原資料 –
# # # # # # #
2013 Fiscal Year Annual Research Report
Project/Area Number |
13J01148
|
Research Institution | Osaka University |
Principal Investigator |
田辺 章悟 大阪大学, 医学系研究科, 特別研究員(DC1)
|
Keywords | 神経傷害 / 免疫 / RGMa |
Research Abstract |
頭部への強い衝撃や虚血などにより中枢神経が損傷を受けると言語障害や運動障害など様々な障害が起こる。ひとたび損傷を受けた中枢神経が再生することは極めて困難であり、重篤な後遺症が残ることが多い。一方、損傷した神経細胞の周囲ではミクログリアの活性化やリンパ球の浸潤など免疫担当細胞が活性化して炎症を引き起こしていることが知られている。これら免疫担当細胞は死滅した神経細胞を処理する役割を担うが、同時に生じた炎症により正常な神経細胞も攻撃してしまい症状を悪化させている。従ってこれら免疫担当細胞の活性化による炎症を抑制することが症状の軽減につながる可能性が考えられる。しかし、現在のところ有効に炎症を抑制する方法は提唱されておらず、また有望なターゲット分子も見つかっていない。そこで申請者は炎症を抑制させるターゲット分子の候補として軸索伸長阻害因子の1つであるRGMaに着目した。RGMaは神経細胞の軸索伸長を阻害する機能をもつが、一方で、免疫系の機能もつことが報告されている。本研究では、中枢神経損傷におけるRGMaの免疫機能に着目し、炎症による神経傷害を抑制することを目的にしている。 遺伝子発現解析の結果、リンパ球の中でもヘルパーT細胞の1つであるTh17細胞が特にRGMaを強く発現していることを見出した。Th17細胞は多発性硬化症などの自己免疫疾患において症状を増悪させている細胞として広く認知されている。我々はこのTh17細胞と神経細胞の共培養実験を行い、RGMaの中和抗体存在下で神経細胞死に対する影響を検討した。その結果、Th17細胞は神経細胞死を強く誘導する一方で、RGMa中和抗体存在下では神経傷害効果が抑制された。本実験結果は、Th17細胞が発現するRGMaが神経細胞死に深く関与していることを示唆している。
# # # # # # #
(データセットの項目)
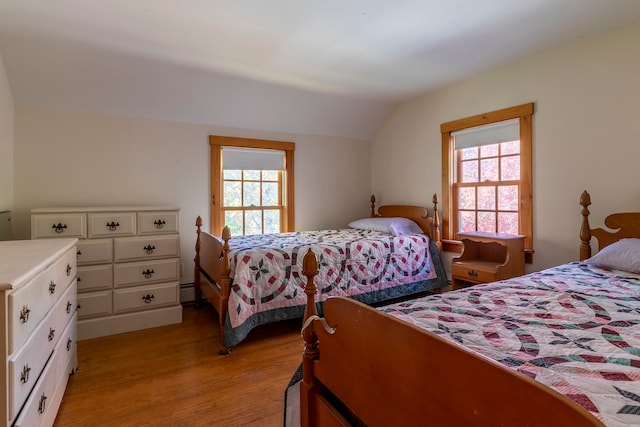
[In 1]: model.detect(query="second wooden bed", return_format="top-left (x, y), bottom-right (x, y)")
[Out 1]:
top-left (299, 192), bottom-right (640, 427)
top-left (194, 195), bottom-right (447, 353)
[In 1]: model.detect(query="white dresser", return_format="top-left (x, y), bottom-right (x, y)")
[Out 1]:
top-left (0, 239), bottom-right (78, 426)
top-left (31, 206), bottom-right (182, 340)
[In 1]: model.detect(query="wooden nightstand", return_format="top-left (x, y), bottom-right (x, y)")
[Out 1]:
top-left (451, 231), bottom-right (524, 290)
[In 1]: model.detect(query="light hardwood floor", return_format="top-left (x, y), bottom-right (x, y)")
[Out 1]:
top-left (55, 305), bottom-right (302, 427)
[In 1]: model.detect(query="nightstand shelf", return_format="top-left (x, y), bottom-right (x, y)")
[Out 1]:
top-left (451, 231), bottom-right (524, 290)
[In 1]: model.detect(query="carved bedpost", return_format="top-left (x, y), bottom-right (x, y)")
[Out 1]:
top-left (193, 215), bottom-right (202, 308)
top-left (300, 249), bottom-right (318, 426)
top-left (432, 193), bottom-right (442, 252)
top-left (371, 194), bottom-right (376, 218)
top-left (580, 191), bottom-right (591, 261)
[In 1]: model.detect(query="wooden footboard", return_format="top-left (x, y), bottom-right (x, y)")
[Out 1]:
top-left (300, 251), bottom-right (602, 427)
top-left (193, 217), bottom-right (231, 354)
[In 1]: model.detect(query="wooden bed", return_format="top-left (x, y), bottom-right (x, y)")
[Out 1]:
top-left (194, 194), bottom-right (445, 354)
top-left (299, 192), bottom-right (640, 426)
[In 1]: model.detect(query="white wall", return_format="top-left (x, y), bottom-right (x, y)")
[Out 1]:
top-left (0, 56), bottom-right (14, 212)
top-left (13, 105), bottom-right (370, 283)
top-left (371, 20), bottom-right (640, 271)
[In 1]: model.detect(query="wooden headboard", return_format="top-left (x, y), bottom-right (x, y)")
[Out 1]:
top-left (580, 191), bottom-right (640, 261)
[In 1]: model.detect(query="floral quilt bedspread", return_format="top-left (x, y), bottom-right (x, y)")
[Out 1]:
top-left (381, 262), bottom-right (640, 426)
top-left (229, 229), bottom-right (436, 328)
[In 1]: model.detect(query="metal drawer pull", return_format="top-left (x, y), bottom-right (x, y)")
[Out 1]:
top-left (51, 223), bottom-right (67, 233)
top-left (20, 363), bottom-right (31, 384)
top-left (38, 393), bottom-right (47, 414)
top-left (107, 221), bottom-right (120, 231)
top-left (20, 305), bottom-right (31, 323)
# # # # # # #
課題 1 –
研究報告によれば、リンパ球の中で特にRGMaを強く発現していたのはどの細胞ですか。
課題 2 –
研究報告の「2013 Fiscal Year」から「大阪大学, 医学系研究科, 特別研究員(DC1)」までをすべて、一字一句変えずに書き写してください。

解答欄 1 –
ヘルパーT細胞の1つであるTh17細胞です。

解答欄 2 –
2013 Fiscal Year Annual Research Report
Project/Area Number |
13J01148
|
Research Institution | Osaka University |
Principal Investigator |
田辺 章悟 大阪大学, 医学系研究科, 特別研究員(DC1)